» YOUR TASK: Return, character for character, the lines from the one bearing "Objective — one marker per instance of the pond" through the end of the material. Omit everything before that line.

— Start RECORDS PROVIDED —

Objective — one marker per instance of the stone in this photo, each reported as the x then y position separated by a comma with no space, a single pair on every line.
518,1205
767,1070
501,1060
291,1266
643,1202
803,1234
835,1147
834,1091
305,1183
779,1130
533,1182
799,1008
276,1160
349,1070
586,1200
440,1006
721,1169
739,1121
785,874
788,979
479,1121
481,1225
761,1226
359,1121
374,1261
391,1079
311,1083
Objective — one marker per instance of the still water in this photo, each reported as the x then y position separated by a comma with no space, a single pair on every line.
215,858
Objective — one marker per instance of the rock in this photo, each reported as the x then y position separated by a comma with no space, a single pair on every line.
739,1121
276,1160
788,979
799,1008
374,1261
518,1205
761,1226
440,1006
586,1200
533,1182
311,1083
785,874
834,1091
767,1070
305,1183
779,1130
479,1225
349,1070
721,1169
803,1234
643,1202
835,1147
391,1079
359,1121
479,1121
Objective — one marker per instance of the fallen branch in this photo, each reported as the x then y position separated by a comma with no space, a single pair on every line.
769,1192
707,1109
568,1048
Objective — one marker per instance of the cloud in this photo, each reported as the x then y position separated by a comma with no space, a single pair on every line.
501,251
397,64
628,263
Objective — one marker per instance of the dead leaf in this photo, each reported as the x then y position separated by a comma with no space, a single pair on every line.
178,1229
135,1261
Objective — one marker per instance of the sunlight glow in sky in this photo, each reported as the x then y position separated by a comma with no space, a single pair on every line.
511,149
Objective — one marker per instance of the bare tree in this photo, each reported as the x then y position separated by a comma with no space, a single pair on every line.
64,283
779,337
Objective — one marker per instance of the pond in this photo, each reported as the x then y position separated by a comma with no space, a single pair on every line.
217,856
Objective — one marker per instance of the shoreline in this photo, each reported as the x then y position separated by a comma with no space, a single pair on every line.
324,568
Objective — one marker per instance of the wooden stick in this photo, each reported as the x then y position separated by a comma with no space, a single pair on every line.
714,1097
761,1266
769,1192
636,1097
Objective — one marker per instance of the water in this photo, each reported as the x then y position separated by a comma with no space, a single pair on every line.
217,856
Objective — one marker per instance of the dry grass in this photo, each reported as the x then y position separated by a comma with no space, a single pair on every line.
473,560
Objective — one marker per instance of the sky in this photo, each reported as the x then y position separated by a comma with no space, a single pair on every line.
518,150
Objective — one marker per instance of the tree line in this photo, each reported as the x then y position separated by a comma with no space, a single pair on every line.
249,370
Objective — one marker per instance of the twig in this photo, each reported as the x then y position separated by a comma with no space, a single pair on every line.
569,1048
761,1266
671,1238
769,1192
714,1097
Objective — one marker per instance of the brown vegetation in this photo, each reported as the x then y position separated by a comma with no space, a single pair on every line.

— End RECORDS PROVIDED —

» ANSWER:
Objective — one marker per instance of the pond in this photo, each reported as the x then y position separated by a comma with no space, a single pair on every line.
217,856
Objective — one marker per instance of the shoreline in this photo, each reported as the x then y position separated by a comma with no space, a single pair on every line.
324,568
Objective — one marker per instance of the wooden stick in this photo, each reported as the x then y position separated by a comma with no space, a single pair on every line.
714,1097
761,1266
769,1192
636,1097
Objective — one marker per instance of the water in this photo, each reported as the x then y position separated by a comma with no space, a single pair on every line.
217,856
Objective — one marker per instance of the dry grass in this photo, each reported as the x then y position separated by a comma with no space, a single pair on every line.
473,560
Objective — one marker per instance of the sky in this photo, each reported as the x then y position separated by a comma with no space, a single pair on every line.
518,150
Objective — one marker per instance of the tree line in this photo, each reported as the x then y position separated by a comma with no space, a single pair on every line.
249,370
Objective — one marker per instance of the twig in this photo, each reported as the x then y position separated by a comma with no space, a single pair on every line.
569,1048
761,1266
671,1238
769,1192
714,1097
Objective — one marker per instance of the brown vegetation in this photo, each reported as the x then y position separated by a comma with no space, a single pair on every line.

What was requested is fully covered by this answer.